» Description of the task:
Copy out each line of the records below that contains the string "window". Case matters.

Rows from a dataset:
• • • • •
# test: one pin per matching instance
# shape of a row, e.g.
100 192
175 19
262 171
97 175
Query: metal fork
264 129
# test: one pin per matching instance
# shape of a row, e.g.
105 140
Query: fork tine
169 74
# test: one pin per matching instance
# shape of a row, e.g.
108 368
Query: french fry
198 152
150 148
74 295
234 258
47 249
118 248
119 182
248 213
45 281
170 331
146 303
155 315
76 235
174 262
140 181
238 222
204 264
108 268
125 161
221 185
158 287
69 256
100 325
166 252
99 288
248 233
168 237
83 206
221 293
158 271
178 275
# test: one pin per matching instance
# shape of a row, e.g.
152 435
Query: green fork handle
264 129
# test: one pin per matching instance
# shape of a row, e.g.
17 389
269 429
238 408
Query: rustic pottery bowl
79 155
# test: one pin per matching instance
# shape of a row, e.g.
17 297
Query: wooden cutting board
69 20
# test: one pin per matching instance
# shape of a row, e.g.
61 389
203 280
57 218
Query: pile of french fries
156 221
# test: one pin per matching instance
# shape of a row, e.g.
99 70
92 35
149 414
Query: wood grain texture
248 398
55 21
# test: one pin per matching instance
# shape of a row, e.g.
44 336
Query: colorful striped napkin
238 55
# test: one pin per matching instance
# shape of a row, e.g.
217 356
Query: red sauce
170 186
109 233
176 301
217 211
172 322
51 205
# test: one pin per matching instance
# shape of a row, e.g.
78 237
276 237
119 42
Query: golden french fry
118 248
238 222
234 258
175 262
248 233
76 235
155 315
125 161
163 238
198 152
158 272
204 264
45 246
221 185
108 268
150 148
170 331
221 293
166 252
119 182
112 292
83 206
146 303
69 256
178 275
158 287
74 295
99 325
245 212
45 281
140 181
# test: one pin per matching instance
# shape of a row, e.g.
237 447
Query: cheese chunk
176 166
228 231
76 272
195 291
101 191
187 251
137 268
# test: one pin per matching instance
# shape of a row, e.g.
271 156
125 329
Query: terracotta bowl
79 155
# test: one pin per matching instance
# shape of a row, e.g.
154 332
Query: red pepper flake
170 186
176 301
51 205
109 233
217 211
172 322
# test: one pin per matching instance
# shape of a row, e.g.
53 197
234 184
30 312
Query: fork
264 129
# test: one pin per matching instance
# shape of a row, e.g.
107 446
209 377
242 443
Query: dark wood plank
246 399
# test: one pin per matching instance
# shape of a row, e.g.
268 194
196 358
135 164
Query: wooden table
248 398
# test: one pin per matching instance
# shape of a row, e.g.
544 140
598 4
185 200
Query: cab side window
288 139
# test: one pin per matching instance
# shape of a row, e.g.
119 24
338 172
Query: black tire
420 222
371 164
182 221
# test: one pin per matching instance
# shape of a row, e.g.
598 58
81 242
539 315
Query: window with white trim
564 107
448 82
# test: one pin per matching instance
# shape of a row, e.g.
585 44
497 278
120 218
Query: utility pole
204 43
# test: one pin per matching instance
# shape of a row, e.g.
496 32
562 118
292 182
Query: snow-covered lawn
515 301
• • • • •
» Finished exercise:
Query: cab side window
Query: window with white trim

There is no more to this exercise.